- Problem description -
Rewrite all of the material below with "dropped as a pin" changed to "placed as a marker" and every other part left as it is. Leave the pictures out of your version.

— start Supplied information —

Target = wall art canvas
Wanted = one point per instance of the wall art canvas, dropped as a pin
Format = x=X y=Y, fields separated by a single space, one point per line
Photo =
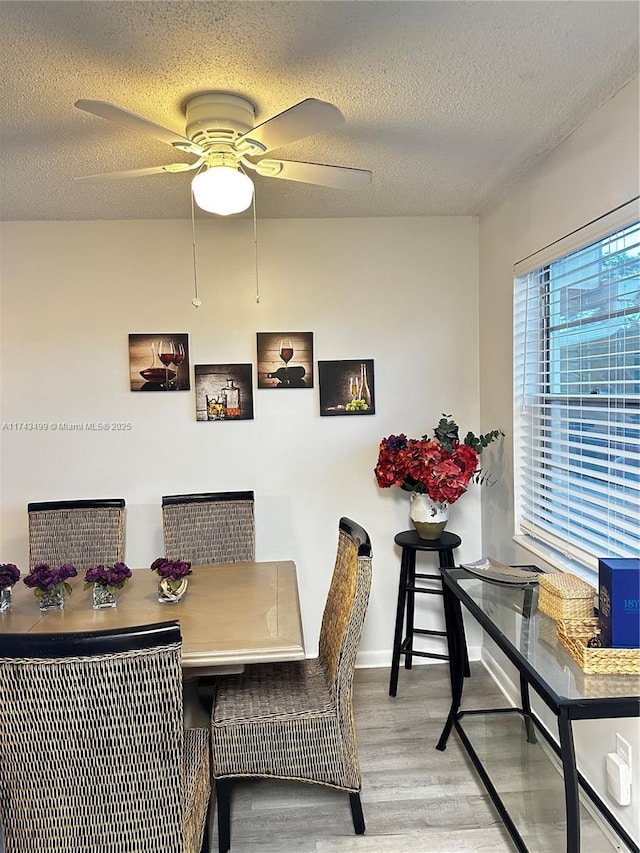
x=224 y=392
x=159 y=362
x=285 y=359
x=347 y=387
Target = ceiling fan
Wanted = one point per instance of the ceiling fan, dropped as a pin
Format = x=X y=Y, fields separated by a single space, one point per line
x=220 y=133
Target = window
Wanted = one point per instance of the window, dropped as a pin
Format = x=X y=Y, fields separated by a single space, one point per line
x=577 y=392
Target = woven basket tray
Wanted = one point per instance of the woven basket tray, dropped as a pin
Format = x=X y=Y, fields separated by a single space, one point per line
x=565 y=596
x=601 y=661
x=579 y=627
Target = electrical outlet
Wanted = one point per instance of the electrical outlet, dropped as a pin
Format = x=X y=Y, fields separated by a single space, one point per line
x=623 y=748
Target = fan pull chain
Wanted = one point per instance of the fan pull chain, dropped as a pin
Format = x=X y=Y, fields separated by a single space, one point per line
x=255 y=248
x=196 y=301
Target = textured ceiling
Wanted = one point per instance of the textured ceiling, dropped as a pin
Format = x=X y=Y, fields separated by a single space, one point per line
x=446 y=102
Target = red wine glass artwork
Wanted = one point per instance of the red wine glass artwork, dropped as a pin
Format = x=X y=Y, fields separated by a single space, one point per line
x=286 y=352
x=166 y=354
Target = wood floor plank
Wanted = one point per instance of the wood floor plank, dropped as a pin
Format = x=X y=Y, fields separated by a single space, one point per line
x=415 y=798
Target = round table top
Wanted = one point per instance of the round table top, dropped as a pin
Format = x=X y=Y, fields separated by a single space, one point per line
x=410 y=539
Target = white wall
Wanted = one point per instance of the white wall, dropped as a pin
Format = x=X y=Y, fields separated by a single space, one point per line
x=593 y=171
x=400 y=291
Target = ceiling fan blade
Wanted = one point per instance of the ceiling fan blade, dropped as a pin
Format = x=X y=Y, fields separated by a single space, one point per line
x=338 y=177
x=303 y=119
x=137 y=173
x=135 y=122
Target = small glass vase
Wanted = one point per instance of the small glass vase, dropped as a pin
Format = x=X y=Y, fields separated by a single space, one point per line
x=167 y=595
x=5 y=598
x=52 y=599
x=103 y=597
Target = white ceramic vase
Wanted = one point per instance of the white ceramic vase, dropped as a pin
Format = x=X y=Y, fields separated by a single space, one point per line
x=429 y=518
x=168 y=595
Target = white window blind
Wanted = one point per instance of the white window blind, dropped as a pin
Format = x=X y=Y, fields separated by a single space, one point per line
x=577 y=391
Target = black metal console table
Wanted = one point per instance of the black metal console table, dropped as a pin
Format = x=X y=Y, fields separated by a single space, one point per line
x=509 y=615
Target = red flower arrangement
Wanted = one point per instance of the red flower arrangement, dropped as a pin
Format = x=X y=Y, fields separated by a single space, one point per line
x=440 y=467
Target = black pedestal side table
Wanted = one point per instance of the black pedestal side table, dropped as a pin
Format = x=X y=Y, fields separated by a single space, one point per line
x=410 y=543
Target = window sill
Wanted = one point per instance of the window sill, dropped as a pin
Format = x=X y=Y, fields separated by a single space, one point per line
x=556 y=559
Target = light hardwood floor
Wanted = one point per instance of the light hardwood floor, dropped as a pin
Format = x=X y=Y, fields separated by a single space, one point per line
x=415 y=799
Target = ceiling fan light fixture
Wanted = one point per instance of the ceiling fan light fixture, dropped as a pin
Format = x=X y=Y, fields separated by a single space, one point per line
x=223 y=190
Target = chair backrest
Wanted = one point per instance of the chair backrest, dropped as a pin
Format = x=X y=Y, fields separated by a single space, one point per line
x=345 y=610
x=84 y=533
x=212 y=527
x=91 y=753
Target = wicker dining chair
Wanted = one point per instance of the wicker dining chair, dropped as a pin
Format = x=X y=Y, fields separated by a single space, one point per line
x=212 y=527
x=295 y=720
x=94 y=755
x=84 y=533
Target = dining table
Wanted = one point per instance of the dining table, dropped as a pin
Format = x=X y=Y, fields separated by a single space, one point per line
x=232 y=614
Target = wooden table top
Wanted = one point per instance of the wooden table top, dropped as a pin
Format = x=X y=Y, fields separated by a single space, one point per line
x=232 y=614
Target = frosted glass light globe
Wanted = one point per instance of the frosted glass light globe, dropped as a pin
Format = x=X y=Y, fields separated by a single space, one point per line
x=222 y=190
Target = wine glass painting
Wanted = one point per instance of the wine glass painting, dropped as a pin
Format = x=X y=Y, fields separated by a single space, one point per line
x=347 y=387
x=285 y=359
x=159 y=362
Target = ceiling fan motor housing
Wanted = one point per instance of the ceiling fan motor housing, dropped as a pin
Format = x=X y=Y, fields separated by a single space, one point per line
x=218 y=117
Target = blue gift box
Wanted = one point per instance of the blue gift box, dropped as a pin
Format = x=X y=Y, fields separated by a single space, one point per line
x=619 y=591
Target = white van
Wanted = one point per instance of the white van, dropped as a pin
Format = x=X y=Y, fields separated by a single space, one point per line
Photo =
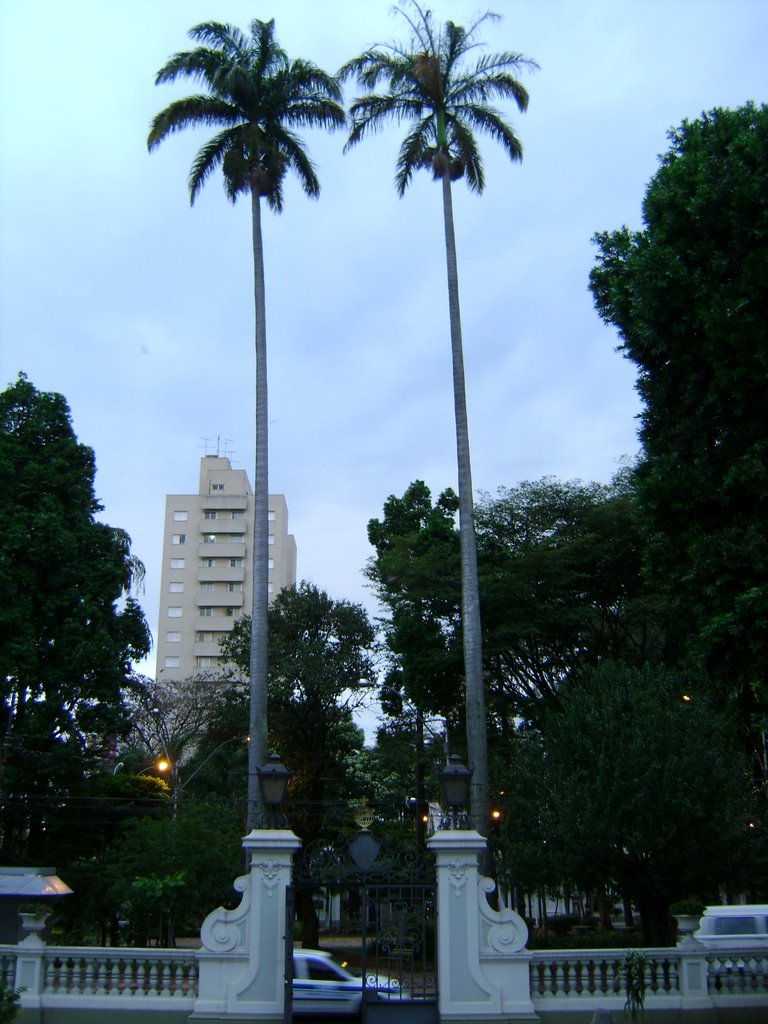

— end Supplied information —

- Task output -
Target = wall art canvas
Wanted = one point per instance of the wall art canvas, placed as a marker
Format = x=X y=Y, fields separated by a single space, one point per line
Photo =
x=224 y=392
x=159 y=362
x=285 y=359
x=347 y=387
Target = ceiling fan
Wanted = one point per instance of the ceiling fan, placed as a marker
Format = x=X y=Y, fields separated by a single space, one point per line
x=220 y=133
Target = window
Wanted = one point per instance of the window, placed as a marker
Format = x=X y=Y, fields separated by a single space, one point per line
x=577 y=392
Target = woven basket tray
Wanted = one point per instance of the woven basket tray, placed as a marker
Format = x=X y=Y, fields separated by a single space, one point per line
x=565 y=596
x=601 y=661
x=579 y=627
Target = electrical outlet
Wanted = one point per instance of the electrical outlet, placed as a marker
Format = x=X y=Y, fields separated by a single space, one point per line
x=623 y=748
Target = fan pull chain
Wanted = one point per instance of the fan pull chain, placed as a marker
Format = x=X y=Y, fields separated by a single space, one point per line
x=255 y=248
x=196 y=301
Target = textured ceiling
Wanted = one point per instance of the textured ceiling, placed as a marker
Format = x=X y=Y, fields separated by a single space, one point per line
x=446 y=102
Target = red wine glass artwork
Wanted = one point per instance of the red wine glass artwork, placed as a marker
Format = x=X y=Y, fields separated by a single space, one point per line
x=286 y=352
x=166 y=354
Target = wood floor plank
Wanted = one point per instance of the wood floor plank, placed as a marker
Format = x=X y=Y, fields separated by a single space, one point per line
x=415 y=798
Target = round table top
Wanted = one point per instance of the round table top, placed as a marker
Format = x=X y=Y, fields separated by a single space, one point per line
x=410 y=539
Target = white wall
Wanted = one point per instance of the white wall, placed as a marker
Format = x=X y=Y, fields separated by a single space, one point per line
x=593 y=171
x=400 y=291
Target = ceiling fan blade
Wanted = one point per instance of the ceiling fan blade, placed as a marker
Format = x=X y=Y, fields separated by a single space, one point per line
x=338 y=177
x=303 y=119
x=137 y=173
x=135 y=122
Target = small glass vase
Wanted = one point per instance of the small glass vase, placed as a marker
Format = x=X y=Y, fields separated by a single space, one point per line
x=167 y=595
x=5 y=598
x=52 y=599
x=103 y=597
Target = white ceramic vase
Wanted = one point per instance of the white ceramic vase, placed as a marker
Format = x=X y=Y, fields separated by a single space, one point per line
x=429 y=518
x=168 y=595
Target = white window blind
Wanted = one point per instance of the white window blind, placed as a marker
Format = x=X y=Y, fields separated by a single space, one point per line
x=577 y=391
Target = black metal console table
Wanted = one point per instance of the black metal console table, placed as a marker
Format = x=X y=Y, fields separated by a single space, one point per line
x=509 y=615
Target = red flower arrangement
Wanted = one point per instance of the red flower arrangement, placed as a marker
Format = x=X y=Y, fields separated by a single space, one point per line
x=440 y=467
Target = black pedestal side table
Wanted = one point per instance of the black pedestal side table, placed as a marker
Format = x=X y=Y, fields separated by a single space, one point per line
x=410 y=543
Target = window sill
Wanted = one point per instance of the window sill, placed as a marker
Format = x=X y=Y, fields separated by a single space, one point per line
x=556 y=559
Target = light hardwood floor
Wanted = one point per instance of the light hardwood floor, placed as a marker
Format = x=X y=Y, fields separated by a single space, one point per line
x=415 y=799
Target = ceiling fan light fixture
Wanted = one point per instance of the ceiling fan light fixture, placed as a marker
Format = x=X y=Y, fields separated by a single space, one point per line
x=223 y=190
Target = chair backrest
Wanted = one point per instance of the chair backrest, placed as a marker
Format = x=X y=Y, fields separated by a single space, one point per line
x=345 y=610
x=84 y=533
x=212 y=527
x=91 y=753
Target = wicker dining chair
Wanted = one point per instance of the wicker dining chair, placed as a marker
Format = x=X y=Y, fields separated by a single space, one point per line
x=212 y=527
x=295 y=720
x=94 y=755
x=84 y=533
Target = dining table
Wanted = one point per instance of the dining table, placed as a marker
Format = x=X y=Y, fields separated by a single space, one point per line
x=232 y=614
Target = wooden table top
Wanted = one point per instance of the wooden table top, placed as a marker
Format = x=X y=Y, fields separated by a single space, one point per line
x=232 y=614
Target = frosted glass light globe
Wanted = one point per instance of the frosted glass light globe, placed as a marker
Format = x=X y=Y, fields separated by a single space, one point per line
x=222 y=190
Target = wine glass painting
Wanted = one point per instance of the wine glass painting, placed as a marker
Format = x=X y=Y, fields separated by a single space, one point per line
x=347 y=387
x=285 y=359
x=159 y=362
Target = ceiling fan motor housing
Wanted = one point per instance of the ceiling fan motor housing, placed as a marker
Format = x=X y=Y, fields separated by a single space, one point per line
x=218 y=117
Target = blue gift box
Wanted = one point per instance of the blue gift box, placed as a marker
Format = x=X y=Y, fields separated by a single space, one point per line
x=619 y=591
Target = white van
Wanted = one point per instance of the white van, placed as a marker
Format = x=X y=Y, fields separated by a single space, one point per line
Photo =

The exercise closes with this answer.